## Exercise requirements
Copy out the text of every record below word for word, leaving out the pictures.

## Data supplied
_ _ _ _ _

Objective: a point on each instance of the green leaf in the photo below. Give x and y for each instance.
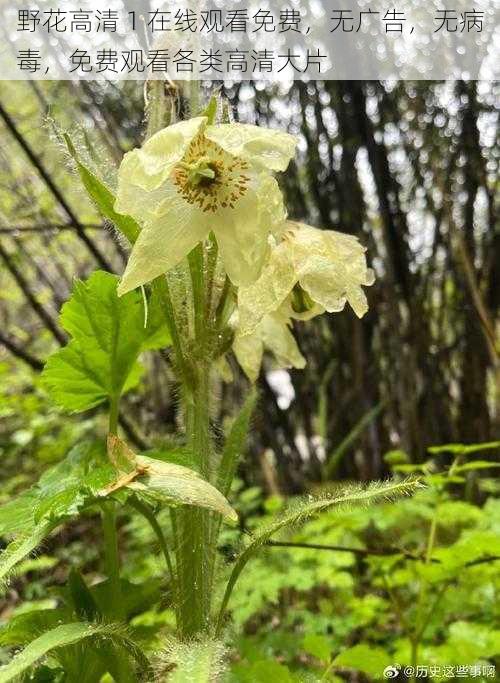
(103, 197)
(84, 604)
(201, 661)
(366, 658)
(62, 636)
(107, 336)
(268, 670)
(318, 646)
(300, 511)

_ _ _ _ _

## Response to this exercise
Objective: a point on each instance of the green leaf in the photo below. Give x and y for each instance.
(103, 197)
(84, 604)
(201, 661)
(366, 658)
(62, 636)
(107, 336)
(268, 670)
(318, 646)
(300, 511)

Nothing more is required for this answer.